▶ **Explore the material**
- 1) Return the passage of the self-healing post from "Go ahead - heal" to "surprising to you?", copied word for word.
- 2) Answer these questions using the self-healing post:
(a) What date appears at the head of the post?
(b) In the post's comparison, what are medical practitioners likened to?
(c) By what two words does the post say the medical system we rely on is called?
- 3) Continue the post on self-healing, beginning immediately after its final sentence.

====== Text under study

Wednesday, June 25, 2008

Go ahead - heal yourself

Remember that childhood cut on your finger or scrape on your knee? Did you completely ignore it while you kept right on playing? Did it heal by itself? Isn't this how you acquired your trophy scabs and scars?

We have a self-healing mechanism in our bodies. Yes, we do possess the ability to heal ourselves. Is this fact surprising to you?

We've been brought up utterly reliant on medical practitioners, and we usually submit ourselves passively to them. The thing is, in modern medicine, medical practitioners are like mechanics and our bodies like cars. When a part malfunctions, the mechanic goes in and fixes or replaces it. Which is why the medical system we rely on is called mechanistic and invasive.

The quick fix we get is a cure. The body part repaired is cured. Job done - next!

============
====== Information given

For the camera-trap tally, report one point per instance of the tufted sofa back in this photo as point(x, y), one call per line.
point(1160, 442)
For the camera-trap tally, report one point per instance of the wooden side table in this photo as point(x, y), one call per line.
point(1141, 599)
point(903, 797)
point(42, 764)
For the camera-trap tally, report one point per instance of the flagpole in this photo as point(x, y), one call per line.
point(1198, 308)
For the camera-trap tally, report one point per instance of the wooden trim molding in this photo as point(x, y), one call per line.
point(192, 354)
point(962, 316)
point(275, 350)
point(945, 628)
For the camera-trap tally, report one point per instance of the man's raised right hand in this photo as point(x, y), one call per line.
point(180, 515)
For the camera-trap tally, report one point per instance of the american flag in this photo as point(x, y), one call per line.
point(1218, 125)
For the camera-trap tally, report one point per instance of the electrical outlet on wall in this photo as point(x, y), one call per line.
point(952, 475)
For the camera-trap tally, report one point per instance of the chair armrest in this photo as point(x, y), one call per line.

============

▶ **Results of the exercise**
- 1)
Go ahead - heal yourself

Remember that childhood cut on your finger or scrape on your knee? Did you completely ignore it while you kept right on playing? Did it heal by itself? Isn't this how you acquired your trophy scabs and scars?

We have a self-healing mechanism in our bodies. Yes, we do possess the ability to heal ourselves. Is this fact surprising to you?

- 2)
(a) Wednesday, June 25, 2008
(b) Mechanics
(c) Mechanistic and invasive

- 3)
Often when a body part malfunctions, the whole body is affected. Curing that part does not fix the problem of the person not being "quite the same." Clearly, curing is not enough where healing is needed.

A friend of mine was hospitalized for a simple surgical procedure. He was put under, and the operation was completed successfully in a few minutes. But when the hospital staff tried to revive him, he had breathing problems. They had to perform a tracheotomy - inserting a breathing tube through a hole they cut in his throat. He ended up staying a month in the hospital - not just a day as planned. To this date, he experiences double vision, and he has memory lapses. He hasn't healed.

You've heard of birth complications - a baby doesn't get enough oxygen and ends up in an incubator. The baby grows up with some motor skills blunted. A long healing process is needed here, a rebuilding in fact, to develop compensatory skills for the birth damage.

Oftentimes when outside intervention falls short of the desired results, the affected party resorts to self-healing. The following are three self-healing methods worth exploring.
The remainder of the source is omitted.